Extract the full set of records that follows, word for word.

SOURCE MATERIAL

________________________________________

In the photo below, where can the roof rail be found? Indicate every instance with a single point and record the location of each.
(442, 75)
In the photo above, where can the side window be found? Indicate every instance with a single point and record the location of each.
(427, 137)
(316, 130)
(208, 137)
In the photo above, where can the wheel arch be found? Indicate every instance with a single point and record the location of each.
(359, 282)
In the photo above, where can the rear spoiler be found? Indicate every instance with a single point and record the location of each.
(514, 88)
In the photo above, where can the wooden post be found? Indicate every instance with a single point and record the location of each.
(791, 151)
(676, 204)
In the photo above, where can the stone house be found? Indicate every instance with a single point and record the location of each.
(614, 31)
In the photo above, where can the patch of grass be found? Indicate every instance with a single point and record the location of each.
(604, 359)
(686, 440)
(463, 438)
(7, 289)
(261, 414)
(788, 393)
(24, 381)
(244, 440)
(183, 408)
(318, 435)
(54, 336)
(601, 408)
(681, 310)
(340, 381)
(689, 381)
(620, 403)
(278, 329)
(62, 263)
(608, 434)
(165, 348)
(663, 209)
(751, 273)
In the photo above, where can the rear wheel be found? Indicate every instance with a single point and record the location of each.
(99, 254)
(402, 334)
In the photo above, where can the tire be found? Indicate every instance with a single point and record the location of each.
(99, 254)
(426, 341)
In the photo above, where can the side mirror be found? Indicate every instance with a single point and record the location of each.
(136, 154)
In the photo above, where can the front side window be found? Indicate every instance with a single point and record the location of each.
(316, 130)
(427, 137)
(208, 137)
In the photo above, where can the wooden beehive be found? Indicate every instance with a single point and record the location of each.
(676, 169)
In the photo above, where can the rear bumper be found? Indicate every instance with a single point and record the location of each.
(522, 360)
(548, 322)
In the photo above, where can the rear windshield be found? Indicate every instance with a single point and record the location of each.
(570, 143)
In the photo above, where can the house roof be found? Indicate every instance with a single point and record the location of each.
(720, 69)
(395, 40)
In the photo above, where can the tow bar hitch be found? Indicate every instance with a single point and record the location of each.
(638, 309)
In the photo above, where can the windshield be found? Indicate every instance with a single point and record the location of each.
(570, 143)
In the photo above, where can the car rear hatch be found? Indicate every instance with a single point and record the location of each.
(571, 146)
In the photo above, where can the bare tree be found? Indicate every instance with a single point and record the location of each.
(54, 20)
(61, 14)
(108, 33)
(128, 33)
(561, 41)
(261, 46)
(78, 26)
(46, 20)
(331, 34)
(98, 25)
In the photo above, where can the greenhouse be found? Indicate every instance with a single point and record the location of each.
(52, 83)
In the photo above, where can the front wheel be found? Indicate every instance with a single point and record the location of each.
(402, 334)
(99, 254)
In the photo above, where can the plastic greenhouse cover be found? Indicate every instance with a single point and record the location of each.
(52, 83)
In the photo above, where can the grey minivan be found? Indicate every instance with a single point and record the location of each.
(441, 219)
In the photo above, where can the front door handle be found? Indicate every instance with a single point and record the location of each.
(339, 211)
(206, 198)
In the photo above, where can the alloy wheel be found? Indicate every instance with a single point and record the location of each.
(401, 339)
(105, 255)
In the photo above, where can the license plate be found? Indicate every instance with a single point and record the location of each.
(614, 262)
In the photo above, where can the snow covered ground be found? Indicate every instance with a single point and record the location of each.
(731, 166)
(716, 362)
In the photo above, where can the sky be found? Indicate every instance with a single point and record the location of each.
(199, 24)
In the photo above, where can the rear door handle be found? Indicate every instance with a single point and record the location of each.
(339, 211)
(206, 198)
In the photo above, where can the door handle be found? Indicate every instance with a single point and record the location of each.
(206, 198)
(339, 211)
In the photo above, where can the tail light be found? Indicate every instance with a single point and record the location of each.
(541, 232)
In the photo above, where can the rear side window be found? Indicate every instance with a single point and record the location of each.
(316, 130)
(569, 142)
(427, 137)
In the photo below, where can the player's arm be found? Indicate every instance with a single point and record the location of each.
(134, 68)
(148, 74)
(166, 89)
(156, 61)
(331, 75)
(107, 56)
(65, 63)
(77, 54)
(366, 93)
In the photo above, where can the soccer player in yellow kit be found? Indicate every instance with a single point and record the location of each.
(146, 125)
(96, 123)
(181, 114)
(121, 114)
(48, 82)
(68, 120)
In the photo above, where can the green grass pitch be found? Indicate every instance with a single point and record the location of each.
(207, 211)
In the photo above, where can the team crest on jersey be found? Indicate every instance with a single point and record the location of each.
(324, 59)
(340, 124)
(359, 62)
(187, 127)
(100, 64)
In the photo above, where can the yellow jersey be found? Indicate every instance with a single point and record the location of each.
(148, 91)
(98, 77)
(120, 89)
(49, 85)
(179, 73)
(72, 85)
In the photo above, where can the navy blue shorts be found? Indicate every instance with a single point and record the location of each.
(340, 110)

________________________________________

TASK SOLUTION
In the photo below, where can the roof rail be found? Indicate every instance with a single point and record the location of each.
(442, 75)
In the photo above, where can the side window be found? Indicate every instance with a single point and record the location of each.
(427, 137)
(316, 130)
(208, 137)
In the photo above, where can the wheel arch be found? Indicate every instance with a single point and record the location of each.
(359, 282)
In the photo above, where can the rear spoiler be found? Indicate every instance with a single point and record the location of each.
(514, 88)
In the photo above, where can the wooden post be found? Indicate every instance with a single point and record the location of each.
(791, 151)
(676, 204)
In the photo above, where can the stone house be found? Indicate every instance with a single point and record the location of each.
(614, 31)
In the photo above, where can the patch of grass be found? Indicate every instance with a single point and record the location of each.
(604, 359)
(686, 440)
(463, 438)
(7, 289)
(261, 414)
(788, 393)
(24, 381)
(244, 440)
(183, 408)
(318, 435)
(54, 336)
(601, 408)
(681, 310)
(340, 381)
(689, 381)
(620, 403)
(278, 329)
(62, 263)
(608, 434)
(165, 348)
(663, 209)
(751, 273)
In the photo above, where can the rear wheel be found? Indicate every instance with a single point and record the location of each.
(99, 254)
(402, 334)
In the photo above, where can the tire be found? Indicate every instance with a single point and record the location of each.
(99, 254)
(426, 341)
In the photo above, where can the side mirror be found? Indicate every instance with a single point and record the location of each.
(136, 154)
In the photo above, where can the front side window be found? Indicate every instance with a single point and record the location of each.
(316, 130)
(427, 137)
(208, 137)
In the photo above, where can the wooden beehive be found? Indicate every instance with a single point and record the location of each.
(676, 169)
In the photo above, where can the rear bumper be found? Indicate every instance with a single point and record the location of each.
(522, 360)
(548, 322)
In the photo above, where can the rear windshield be found? Indicate every instance with a single point and record the location of each.
(570, 143)
In the photo above, where can the house roof be found? Indicate every instance with a single point and record the location of each.
(720, 69)
(395, 40)
In the photo above, where can the tow bar hitch be found? Indicate every instance with a single point and record the location of each.
(638, 309)
In the photo above, where can the windshield be found? Indicate every instance with a single point and record the location of each.
(570, 143)
In the photo above, where can the car rear hatch be found? Indicate every instance with a single point and record the location of each.
(571, 146)
In the photo above, where can the bare tree be found? Indicate every instance with a single point and record the location of each.
(54, 20)
(61, 14)
(108, 33)
(128, 33)
(561, 41)
(261, 46)
(78, 26)
(46, 20)
(331, 34)
(98, 25)
In the photo above, where can the greenhouse be found? Indicate every instance with a single point and record the location of each.
(52, 83)
In the photo above, where can the front wheel be found? Indicate every instance with a single point and record the location of each.
(402, 334)
(99, 254)
In the photo above, where can the plastic greenhouse cover be found? Indicate every instance with a single point and record the location of each.
(52, 83)
In the photo above, where can the grey minivan be found? Indicate every instance with a single point and record the location of each.
(441, 219)
In the photo above, where can the front door handle be found? Indicate every instance with a single point and record the location of each.
(339, 211)
(206, 198)
In the photo above, where can the alloy wheel be found? Indicate every instance with a single point and record the location of each.
(401, 339)
(105, 255)
In the photo above, where can the license plate be found? Indicate every instance with a single point and record the location of each.
(614, 262)
In the photo above, where can the snow covered ground be found? Indicate every instance with a single point and record the location of each.
(731, 166)
(716, 362)
In the photo above, where can the sky be found? Indicate every instance with a single point and record the location of each.
(199, 24)
In the photo above, where can the rear door handle be found? Indicate every instance with a single point and record the location of each.
(339, 211)
(206, 198)
In the photo above, where can the door handle be found? Indicate every instance with a single point and record the location of each.
(206, 198)
(339, 211)
In the photo above, where can the tail light be found? Indicate every instance with a single point and record the location of each.
(541, 232)
In the photo above, where can the rear side window be found? Indicate every instance with a single point and record the location of each.
(316, 130)
(569, 142)
(427, 137)
In the photo below, where can the player's arm be found? Indicate every instance with a single point and record the location of each.
(134, 68)
(148, 74)
(166, 89)
(156, 61)
(331, 75)
(107, 56)
(65, 63)
(77, 54)
(366, 93)
In the photo above, where can the soccer player in yellow kit be found? Indicate every instance with a single point and record the location of each.
(146, 125)
(96, 123)
(181, 114)
(121, 114)
(48, 82)
(68, 120)
In the photo above, where can the green grass pitch be found? Indicate every instance with a single point and record the location of each.
(207, 211)
In the photo above, where can the team crest on jersey be found? Indicate every instance with a single point and record the location of each.
(324, 59)
(340, 124)
(359, 62)
(187, 127)
(100, 64)
In the photo above, where can the yellow jersey be found? Indicate every instance with a single point and record the location of each.
(148, 91)
(98, 77)
(120, 89)
(49, 85)
(179, 73)
(72, 85)
In the photo above, where can the navy blue shorts be found? Indicate every instance with a single point and record the location of each.
(340, 110)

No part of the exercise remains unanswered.